TASK REQUIREMENTS:
Copy the material below word for word, starting at the line that contains "[mark] front alloy" and continuing through the last line of the material.

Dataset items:
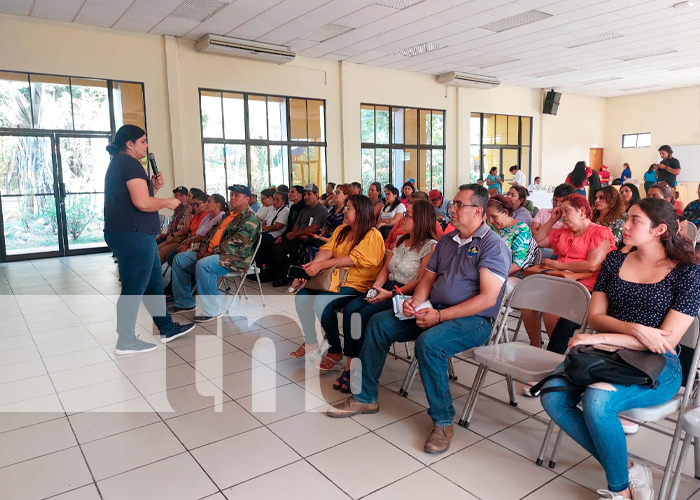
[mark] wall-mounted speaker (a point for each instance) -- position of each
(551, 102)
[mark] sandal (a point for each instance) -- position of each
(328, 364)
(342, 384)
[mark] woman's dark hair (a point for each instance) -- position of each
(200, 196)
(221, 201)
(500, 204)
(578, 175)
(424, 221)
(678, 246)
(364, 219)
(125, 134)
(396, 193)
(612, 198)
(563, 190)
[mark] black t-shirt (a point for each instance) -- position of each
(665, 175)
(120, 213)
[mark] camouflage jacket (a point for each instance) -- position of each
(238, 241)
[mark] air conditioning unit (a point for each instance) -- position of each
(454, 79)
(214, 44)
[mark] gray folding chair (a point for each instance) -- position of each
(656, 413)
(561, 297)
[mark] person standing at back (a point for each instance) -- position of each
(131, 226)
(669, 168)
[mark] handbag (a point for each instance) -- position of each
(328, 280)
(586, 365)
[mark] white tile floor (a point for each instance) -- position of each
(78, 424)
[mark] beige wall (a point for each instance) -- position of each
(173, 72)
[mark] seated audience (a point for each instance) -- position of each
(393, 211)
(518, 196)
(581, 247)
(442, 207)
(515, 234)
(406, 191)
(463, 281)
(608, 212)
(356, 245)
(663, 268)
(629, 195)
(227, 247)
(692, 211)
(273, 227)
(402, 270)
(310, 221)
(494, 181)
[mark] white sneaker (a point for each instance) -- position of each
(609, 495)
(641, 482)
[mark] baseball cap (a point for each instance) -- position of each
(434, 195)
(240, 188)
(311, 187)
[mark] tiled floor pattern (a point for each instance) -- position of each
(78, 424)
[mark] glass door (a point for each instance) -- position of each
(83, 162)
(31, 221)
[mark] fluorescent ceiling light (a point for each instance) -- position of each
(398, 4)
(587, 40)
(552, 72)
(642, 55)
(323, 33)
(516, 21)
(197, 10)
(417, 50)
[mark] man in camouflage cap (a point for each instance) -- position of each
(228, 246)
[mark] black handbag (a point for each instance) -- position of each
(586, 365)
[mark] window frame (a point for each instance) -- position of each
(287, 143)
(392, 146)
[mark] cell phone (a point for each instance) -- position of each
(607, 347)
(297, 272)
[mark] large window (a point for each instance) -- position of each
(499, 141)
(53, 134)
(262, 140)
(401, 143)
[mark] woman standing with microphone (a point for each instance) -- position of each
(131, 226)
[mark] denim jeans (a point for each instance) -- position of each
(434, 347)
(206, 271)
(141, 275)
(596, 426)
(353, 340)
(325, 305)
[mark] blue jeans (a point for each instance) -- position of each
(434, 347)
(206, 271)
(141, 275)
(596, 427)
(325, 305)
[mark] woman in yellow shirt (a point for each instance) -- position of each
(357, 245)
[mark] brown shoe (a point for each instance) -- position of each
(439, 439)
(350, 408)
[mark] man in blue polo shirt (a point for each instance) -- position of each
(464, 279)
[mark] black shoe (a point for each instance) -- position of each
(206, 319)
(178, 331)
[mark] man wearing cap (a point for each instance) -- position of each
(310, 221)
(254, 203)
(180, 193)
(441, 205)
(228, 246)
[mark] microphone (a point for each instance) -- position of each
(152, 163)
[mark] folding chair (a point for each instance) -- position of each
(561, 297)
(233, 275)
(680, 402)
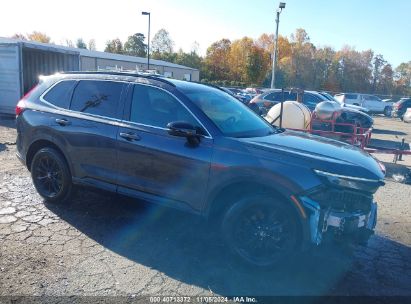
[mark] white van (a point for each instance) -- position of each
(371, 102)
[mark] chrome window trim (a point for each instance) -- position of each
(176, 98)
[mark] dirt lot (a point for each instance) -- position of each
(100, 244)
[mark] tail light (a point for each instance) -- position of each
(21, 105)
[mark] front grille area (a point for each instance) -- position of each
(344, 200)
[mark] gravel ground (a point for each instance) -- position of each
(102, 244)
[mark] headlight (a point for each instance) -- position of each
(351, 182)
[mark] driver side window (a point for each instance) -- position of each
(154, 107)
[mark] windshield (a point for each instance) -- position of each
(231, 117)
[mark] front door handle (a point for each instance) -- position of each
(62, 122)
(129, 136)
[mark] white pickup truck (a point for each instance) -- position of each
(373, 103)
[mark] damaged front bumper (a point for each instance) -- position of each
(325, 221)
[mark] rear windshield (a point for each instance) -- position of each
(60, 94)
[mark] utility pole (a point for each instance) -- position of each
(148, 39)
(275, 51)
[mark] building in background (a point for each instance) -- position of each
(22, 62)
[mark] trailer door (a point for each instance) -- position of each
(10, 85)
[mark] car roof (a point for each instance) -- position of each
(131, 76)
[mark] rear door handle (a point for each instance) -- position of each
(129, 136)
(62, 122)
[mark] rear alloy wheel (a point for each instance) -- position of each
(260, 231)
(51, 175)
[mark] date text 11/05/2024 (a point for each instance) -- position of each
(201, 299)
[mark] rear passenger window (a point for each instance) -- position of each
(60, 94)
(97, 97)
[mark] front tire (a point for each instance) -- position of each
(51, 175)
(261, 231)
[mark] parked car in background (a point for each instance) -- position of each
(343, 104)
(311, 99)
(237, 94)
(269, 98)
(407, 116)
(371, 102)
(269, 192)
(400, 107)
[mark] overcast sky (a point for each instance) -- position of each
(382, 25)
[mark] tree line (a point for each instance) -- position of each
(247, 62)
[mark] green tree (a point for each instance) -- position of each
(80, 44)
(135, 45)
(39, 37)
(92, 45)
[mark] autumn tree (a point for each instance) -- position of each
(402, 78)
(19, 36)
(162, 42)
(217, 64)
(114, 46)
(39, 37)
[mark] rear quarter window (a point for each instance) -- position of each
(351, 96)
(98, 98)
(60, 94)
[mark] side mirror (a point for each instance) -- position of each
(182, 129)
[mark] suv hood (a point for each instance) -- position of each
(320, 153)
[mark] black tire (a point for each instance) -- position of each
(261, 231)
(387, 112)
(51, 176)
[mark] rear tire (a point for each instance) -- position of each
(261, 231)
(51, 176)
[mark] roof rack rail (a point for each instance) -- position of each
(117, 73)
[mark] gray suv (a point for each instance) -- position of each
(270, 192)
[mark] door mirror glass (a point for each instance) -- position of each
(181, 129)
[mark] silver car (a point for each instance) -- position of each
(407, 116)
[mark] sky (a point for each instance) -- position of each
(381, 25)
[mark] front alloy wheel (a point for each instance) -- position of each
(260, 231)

RESULT:
[mark] front alloy wheel (a point for each instance) -- position of each
(260, 231)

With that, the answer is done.